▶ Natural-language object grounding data
******************************

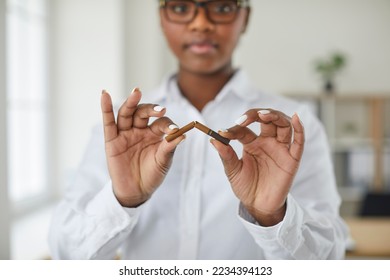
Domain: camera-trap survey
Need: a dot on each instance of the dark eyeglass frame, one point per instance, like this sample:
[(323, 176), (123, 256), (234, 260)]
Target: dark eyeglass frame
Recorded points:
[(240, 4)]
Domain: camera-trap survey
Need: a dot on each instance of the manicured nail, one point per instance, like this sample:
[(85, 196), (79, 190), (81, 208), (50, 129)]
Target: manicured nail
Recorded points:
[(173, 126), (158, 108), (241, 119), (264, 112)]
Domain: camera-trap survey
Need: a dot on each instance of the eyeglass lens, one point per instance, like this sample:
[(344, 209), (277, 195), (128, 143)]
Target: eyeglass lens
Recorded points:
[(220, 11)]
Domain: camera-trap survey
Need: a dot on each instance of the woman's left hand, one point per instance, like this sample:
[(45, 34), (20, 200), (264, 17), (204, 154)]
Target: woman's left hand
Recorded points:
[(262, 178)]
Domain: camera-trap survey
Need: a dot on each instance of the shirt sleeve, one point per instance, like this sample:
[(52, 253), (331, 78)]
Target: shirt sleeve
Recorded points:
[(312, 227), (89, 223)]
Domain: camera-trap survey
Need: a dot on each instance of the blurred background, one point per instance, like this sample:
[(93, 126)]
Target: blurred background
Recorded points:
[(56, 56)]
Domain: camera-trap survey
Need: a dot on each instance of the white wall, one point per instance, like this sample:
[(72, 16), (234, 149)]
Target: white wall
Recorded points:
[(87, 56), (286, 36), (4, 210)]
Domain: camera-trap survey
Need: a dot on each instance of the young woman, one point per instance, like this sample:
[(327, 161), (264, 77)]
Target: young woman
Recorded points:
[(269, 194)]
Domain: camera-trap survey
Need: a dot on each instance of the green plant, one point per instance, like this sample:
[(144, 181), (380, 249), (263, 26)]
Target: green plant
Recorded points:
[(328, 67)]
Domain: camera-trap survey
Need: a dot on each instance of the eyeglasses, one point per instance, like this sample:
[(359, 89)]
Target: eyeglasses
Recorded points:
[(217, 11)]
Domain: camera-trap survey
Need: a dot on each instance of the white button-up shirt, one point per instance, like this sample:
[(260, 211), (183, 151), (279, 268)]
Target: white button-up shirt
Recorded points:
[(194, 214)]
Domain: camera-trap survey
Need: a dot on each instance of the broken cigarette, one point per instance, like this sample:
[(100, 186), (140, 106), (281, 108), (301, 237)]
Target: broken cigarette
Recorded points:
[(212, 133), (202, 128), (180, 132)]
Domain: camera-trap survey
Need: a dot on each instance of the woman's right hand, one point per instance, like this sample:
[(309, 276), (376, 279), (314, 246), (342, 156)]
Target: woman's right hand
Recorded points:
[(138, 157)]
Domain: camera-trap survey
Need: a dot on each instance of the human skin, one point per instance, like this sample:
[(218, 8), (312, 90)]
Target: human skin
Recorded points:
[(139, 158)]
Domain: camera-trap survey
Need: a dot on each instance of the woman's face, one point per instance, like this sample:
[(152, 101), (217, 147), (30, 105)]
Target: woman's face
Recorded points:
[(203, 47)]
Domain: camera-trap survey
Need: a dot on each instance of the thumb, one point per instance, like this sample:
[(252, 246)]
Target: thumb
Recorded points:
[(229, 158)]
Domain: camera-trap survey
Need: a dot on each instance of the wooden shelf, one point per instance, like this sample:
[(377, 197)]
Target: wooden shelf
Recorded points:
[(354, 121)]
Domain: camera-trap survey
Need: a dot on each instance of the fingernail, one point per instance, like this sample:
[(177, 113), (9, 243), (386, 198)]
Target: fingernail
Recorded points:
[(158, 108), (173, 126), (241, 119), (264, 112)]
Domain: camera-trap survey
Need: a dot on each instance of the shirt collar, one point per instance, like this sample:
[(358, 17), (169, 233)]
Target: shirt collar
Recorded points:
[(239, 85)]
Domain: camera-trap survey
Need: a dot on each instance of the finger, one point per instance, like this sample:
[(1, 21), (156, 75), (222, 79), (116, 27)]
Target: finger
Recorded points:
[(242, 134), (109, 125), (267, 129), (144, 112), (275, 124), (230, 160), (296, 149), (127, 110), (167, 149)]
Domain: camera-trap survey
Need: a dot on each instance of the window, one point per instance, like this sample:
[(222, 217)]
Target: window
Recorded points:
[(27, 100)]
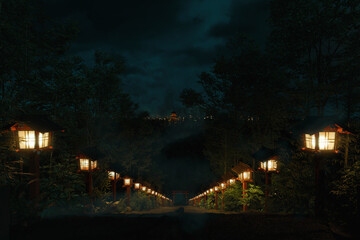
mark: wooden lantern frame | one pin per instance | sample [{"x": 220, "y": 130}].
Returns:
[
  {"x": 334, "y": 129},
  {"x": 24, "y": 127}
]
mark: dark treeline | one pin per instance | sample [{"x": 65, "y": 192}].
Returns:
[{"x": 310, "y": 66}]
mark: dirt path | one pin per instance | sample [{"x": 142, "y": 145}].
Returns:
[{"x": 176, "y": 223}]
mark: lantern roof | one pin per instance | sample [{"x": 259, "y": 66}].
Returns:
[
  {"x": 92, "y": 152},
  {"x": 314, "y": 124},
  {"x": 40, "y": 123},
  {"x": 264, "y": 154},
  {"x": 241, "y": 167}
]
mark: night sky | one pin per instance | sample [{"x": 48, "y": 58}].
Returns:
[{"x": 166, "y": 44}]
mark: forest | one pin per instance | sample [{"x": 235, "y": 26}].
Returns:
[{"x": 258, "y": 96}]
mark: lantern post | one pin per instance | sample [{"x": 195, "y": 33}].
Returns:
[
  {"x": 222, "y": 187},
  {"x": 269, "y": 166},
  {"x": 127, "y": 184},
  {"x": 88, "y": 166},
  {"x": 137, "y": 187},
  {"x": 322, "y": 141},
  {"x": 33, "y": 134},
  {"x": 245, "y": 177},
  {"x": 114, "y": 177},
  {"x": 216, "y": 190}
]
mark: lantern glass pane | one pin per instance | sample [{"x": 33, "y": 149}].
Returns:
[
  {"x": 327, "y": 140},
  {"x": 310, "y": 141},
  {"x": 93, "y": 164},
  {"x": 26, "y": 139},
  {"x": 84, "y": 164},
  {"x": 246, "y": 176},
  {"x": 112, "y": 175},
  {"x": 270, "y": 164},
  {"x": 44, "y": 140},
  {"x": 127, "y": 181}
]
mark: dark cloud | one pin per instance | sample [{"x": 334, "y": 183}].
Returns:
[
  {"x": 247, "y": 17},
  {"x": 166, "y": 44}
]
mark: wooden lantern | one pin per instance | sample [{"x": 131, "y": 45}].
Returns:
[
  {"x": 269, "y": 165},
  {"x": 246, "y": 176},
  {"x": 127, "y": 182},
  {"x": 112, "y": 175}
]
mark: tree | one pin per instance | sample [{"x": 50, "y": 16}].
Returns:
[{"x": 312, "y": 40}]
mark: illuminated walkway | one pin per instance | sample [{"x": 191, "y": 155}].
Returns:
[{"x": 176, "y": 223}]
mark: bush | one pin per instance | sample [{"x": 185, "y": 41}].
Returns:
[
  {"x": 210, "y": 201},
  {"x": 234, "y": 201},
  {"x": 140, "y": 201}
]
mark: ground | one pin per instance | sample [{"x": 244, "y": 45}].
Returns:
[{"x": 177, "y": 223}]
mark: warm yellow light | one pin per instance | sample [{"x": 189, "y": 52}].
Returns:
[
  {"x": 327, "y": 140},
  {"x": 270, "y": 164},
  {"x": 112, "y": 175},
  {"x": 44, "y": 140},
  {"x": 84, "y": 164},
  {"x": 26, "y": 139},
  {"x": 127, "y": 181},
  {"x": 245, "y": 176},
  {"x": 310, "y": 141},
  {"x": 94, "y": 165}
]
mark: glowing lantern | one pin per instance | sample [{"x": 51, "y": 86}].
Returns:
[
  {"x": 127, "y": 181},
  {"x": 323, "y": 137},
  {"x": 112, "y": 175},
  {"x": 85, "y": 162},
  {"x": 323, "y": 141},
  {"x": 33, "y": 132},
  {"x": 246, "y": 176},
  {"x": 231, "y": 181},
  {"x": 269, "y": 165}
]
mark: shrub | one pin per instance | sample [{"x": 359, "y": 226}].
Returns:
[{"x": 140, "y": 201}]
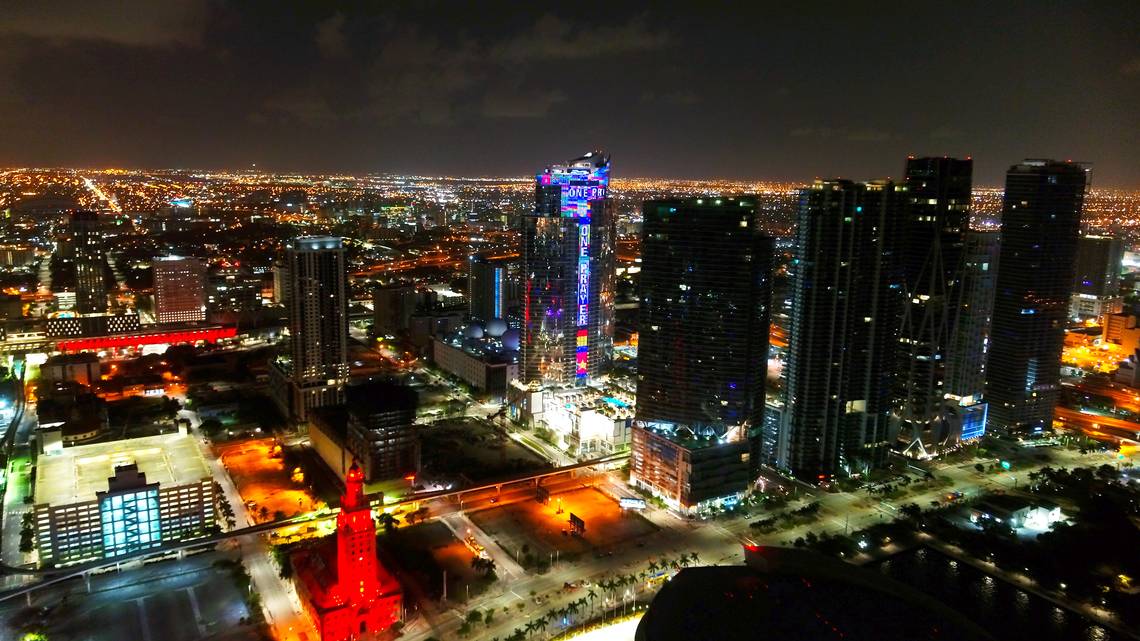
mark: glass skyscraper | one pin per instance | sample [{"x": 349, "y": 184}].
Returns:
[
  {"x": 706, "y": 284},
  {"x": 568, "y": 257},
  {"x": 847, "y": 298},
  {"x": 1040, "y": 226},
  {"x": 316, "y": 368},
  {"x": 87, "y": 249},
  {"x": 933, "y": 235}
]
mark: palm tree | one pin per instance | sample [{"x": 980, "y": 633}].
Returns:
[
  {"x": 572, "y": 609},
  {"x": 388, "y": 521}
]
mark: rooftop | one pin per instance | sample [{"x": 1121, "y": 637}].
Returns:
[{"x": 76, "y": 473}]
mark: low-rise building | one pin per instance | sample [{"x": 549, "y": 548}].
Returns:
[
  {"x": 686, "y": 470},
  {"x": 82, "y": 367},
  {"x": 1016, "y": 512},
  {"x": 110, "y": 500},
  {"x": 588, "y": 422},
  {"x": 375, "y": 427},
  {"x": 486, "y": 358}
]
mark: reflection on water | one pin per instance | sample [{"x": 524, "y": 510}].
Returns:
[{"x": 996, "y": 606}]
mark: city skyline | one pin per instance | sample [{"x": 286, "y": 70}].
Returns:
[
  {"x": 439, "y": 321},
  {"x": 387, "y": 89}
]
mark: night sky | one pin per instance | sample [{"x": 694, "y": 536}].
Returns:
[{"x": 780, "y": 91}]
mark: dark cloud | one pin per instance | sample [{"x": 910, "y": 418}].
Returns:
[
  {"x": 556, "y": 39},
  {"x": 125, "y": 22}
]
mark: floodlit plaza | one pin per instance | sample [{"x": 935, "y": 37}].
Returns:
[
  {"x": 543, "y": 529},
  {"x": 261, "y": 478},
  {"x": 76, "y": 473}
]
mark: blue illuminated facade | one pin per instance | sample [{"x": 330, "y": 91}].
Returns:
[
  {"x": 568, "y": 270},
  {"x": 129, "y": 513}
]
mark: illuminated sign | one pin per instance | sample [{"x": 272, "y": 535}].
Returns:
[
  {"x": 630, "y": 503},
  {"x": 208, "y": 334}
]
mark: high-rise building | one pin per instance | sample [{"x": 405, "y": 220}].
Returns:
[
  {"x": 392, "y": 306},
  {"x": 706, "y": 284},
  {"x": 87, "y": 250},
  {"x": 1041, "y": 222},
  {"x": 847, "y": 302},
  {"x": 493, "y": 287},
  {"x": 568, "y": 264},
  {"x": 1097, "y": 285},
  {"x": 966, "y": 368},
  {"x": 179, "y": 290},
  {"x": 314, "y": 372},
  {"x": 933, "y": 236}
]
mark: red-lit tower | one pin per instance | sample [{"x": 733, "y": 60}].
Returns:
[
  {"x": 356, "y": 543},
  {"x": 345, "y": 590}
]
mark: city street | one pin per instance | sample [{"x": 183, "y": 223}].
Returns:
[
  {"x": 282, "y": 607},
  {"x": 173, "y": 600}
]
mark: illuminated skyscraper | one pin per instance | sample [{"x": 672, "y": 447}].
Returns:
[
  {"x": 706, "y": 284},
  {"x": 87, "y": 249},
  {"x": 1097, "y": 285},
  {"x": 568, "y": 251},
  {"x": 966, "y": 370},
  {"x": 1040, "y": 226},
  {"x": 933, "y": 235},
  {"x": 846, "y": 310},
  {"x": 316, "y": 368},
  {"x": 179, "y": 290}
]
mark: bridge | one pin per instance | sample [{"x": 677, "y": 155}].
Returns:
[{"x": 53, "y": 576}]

******************************

▶ WORK TASK
Set down exactly the lines from the start of the records through the line containing "Need: a dot on each instance of the manicured", both included, and omit the pictures.

▶ COMPLETED EXERCISE
Domain: camera-trap survey
Need: a dot on each instance of the dark eyeglass frame, one point per instance, like this sample:
[(323, 176), (123, 256), (234, 260)]
Target: dark eyeglass frame
Recorded points:
[(240, 4)]
Domain: camera-trap survey
Need: a dot on each instance of the manicured nail, one point per instance, like this sample:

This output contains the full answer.